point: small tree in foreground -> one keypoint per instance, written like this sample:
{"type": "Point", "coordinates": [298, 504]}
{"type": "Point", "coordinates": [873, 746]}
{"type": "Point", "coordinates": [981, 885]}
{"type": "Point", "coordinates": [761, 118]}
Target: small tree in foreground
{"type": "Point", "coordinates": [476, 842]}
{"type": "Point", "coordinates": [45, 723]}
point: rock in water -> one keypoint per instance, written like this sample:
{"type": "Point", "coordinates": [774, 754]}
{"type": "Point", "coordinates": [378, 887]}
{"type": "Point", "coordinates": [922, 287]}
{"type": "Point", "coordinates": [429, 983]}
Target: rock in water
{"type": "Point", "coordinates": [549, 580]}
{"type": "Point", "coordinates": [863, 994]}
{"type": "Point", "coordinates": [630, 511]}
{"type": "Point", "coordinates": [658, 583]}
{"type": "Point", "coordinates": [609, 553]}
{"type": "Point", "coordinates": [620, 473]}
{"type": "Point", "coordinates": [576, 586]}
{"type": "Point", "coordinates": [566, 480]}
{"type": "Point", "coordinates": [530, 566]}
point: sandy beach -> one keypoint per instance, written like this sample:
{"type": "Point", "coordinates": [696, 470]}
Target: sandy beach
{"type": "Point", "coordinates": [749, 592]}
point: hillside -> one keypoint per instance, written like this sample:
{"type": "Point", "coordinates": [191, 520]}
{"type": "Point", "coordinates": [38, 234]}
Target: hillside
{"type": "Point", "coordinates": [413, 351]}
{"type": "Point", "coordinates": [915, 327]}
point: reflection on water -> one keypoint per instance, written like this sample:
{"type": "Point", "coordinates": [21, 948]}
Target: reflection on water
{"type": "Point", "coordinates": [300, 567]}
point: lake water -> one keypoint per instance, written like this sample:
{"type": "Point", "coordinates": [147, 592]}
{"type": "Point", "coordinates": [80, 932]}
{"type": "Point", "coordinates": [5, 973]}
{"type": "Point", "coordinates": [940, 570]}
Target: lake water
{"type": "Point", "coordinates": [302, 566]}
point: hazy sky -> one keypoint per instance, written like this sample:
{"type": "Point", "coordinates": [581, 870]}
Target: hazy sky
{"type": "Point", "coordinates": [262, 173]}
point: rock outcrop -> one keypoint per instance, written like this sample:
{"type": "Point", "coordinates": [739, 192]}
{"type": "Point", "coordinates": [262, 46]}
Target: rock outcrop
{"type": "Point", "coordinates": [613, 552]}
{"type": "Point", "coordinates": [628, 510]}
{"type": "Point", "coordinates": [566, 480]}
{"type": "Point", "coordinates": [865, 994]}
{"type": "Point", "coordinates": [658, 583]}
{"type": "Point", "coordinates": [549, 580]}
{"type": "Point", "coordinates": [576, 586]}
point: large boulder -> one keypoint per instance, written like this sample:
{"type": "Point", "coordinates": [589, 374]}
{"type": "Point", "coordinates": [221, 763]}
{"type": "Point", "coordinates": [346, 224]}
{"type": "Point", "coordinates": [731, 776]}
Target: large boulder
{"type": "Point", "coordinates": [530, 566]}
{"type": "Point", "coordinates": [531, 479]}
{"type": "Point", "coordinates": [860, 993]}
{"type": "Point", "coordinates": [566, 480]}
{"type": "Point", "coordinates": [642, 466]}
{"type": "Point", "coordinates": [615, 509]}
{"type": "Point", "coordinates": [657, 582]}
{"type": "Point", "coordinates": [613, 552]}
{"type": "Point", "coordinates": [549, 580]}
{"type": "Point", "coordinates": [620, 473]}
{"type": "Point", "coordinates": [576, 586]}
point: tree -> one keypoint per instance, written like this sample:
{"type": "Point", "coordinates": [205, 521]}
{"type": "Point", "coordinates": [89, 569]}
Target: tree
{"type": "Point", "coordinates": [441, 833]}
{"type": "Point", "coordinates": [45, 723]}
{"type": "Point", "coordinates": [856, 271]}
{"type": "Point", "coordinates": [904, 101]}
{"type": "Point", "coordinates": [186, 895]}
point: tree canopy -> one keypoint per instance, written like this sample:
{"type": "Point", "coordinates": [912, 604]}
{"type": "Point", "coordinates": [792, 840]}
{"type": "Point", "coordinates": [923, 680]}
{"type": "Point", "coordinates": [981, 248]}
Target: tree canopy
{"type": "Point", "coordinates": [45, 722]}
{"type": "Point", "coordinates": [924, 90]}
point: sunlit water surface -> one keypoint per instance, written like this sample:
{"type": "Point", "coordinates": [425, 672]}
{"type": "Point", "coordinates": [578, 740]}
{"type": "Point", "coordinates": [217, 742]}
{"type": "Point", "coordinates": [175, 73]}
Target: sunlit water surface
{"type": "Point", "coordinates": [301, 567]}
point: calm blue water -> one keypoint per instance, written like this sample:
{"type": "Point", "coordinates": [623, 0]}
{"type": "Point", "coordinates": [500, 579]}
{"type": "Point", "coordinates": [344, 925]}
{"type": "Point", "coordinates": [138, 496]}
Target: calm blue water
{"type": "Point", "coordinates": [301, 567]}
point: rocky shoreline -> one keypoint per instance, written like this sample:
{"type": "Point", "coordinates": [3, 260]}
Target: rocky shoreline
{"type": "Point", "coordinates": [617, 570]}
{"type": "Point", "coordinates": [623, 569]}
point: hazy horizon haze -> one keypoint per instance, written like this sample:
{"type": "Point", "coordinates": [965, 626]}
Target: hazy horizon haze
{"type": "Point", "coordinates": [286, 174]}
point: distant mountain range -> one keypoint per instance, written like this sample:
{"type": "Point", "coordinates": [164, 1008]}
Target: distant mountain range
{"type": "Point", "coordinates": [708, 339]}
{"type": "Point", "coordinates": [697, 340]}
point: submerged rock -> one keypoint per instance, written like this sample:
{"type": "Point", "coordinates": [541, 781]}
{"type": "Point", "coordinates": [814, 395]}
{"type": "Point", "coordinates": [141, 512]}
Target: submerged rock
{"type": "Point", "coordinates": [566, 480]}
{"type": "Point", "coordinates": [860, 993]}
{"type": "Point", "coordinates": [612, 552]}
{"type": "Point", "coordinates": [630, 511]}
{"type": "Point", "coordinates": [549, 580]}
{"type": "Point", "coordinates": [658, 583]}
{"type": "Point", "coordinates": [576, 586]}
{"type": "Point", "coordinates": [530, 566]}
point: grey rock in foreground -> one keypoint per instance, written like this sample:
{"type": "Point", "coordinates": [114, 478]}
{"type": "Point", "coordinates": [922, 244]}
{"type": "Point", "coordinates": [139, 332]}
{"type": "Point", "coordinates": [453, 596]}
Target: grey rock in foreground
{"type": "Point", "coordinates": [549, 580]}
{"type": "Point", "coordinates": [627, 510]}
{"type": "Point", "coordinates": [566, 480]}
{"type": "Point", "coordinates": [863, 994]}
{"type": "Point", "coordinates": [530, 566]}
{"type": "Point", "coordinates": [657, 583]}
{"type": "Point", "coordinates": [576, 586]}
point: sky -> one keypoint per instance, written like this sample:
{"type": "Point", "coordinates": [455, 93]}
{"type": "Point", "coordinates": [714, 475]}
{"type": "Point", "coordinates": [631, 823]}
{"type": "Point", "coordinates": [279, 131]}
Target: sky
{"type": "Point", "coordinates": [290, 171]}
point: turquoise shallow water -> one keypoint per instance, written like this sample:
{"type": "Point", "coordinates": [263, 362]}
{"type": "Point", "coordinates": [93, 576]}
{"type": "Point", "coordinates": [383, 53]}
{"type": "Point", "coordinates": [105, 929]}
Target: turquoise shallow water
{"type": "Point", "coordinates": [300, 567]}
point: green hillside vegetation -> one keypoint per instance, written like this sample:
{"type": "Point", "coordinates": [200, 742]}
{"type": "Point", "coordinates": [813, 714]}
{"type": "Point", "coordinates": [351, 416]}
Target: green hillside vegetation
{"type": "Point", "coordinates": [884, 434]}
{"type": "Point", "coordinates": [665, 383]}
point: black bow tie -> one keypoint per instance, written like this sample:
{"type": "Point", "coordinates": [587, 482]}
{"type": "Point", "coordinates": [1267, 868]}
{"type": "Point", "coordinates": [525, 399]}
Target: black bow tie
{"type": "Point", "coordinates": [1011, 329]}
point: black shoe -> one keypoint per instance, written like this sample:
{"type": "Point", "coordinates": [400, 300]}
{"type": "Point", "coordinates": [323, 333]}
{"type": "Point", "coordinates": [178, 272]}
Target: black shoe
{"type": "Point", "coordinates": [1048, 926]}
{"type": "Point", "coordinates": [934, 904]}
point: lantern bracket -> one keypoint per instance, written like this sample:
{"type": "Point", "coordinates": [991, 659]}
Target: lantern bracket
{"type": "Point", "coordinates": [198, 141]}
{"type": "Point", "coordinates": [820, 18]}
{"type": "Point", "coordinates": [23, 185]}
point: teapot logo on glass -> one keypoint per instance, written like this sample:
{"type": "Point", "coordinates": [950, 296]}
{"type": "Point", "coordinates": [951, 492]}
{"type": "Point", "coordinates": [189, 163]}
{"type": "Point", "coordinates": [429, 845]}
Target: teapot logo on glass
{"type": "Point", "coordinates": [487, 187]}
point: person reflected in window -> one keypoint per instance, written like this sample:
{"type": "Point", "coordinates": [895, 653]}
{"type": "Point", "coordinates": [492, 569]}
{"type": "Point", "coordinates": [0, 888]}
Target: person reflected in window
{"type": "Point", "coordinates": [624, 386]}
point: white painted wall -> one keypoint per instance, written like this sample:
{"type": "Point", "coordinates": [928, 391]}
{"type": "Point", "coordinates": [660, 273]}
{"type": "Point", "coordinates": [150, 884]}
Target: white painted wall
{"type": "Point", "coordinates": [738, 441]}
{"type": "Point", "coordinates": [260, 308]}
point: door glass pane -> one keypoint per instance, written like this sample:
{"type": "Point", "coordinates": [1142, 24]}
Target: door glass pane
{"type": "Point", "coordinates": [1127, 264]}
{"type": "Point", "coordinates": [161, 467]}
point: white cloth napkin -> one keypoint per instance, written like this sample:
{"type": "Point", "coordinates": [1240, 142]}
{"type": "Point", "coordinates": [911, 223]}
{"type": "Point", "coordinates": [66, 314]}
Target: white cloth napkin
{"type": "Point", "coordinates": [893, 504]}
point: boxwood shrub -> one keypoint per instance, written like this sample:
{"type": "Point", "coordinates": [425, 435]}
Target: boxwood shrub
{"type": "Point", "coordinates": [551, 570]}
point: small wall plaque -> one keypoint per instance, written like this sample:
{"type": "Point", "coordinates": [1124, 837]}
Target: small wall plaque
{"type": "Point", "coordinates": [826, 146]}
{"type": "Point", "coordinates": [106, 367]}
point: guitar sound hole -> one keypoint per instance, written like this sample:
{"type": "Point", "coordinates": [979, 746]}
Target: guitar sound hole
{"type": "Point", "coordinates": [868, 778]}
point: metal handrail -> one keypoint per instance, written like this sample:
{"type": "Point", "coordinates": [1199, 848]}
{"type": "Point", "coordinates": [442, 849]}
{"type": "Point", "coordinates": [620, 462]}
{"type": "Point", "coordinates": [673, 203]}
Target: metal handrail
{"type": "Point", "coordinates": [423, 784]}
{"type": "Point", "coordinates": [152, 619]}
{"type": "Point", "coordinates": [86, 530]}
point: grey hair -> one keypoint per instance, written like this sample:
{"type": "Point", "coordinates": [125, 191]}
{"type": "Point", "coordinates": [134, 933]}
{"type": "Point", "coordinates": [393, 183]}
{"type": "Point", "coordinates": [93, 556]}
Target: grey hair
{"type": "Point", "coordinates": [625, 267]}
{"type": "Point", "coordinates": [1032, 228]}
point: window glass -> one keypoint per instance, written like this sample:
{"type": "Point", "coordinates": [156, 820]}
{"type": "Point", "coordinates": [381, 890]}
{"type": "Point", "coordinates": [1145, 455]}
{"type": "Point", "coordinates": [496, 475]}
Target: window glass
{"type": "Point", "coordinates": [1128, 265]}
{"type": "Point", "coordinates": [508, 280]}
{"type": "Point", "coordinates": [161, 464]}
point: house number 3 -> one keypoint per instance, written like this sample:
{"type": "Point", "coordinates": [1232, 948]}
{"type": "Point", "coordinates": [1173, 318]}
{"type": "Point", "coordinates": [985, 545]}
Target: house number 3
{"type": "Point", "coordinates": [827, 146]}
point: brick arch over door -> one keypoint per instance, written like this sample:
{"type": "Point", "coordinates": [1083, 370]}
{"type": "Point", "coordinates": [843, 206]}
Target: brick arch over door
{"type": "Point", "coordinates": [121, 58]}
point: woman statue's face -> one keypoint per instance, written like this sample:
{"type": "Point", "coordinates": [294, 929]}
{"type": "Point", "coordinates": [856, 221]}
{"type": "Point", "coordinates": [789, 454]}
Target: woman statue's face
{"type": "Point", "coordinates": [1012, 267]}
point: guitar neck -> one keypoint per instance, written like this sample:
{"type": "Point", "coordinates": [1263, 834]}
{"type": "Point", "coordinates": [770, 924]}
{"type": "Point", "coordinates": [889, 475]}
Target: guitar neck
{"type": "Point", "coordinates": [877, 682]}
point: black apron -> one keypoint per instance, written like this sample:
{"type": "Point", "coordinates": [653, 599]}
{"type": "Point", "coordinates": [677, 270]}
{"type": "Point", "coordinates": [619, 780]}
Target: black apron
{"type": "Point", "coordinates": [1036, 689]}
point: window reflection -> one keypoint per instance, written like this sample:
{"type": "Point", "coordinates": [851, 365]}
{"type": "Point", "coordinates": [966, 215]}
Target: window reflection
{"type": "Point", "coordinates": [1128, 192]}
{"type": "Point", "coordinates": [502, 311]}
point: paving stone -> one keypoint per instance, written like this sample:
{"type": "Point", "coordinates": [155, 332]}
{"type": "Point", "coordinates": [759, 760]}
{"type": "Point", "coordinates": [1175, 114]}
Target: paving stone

Try it | Note how many lines of the listing above include the word "stone", and respond with that number only.

Result of the exercise | 2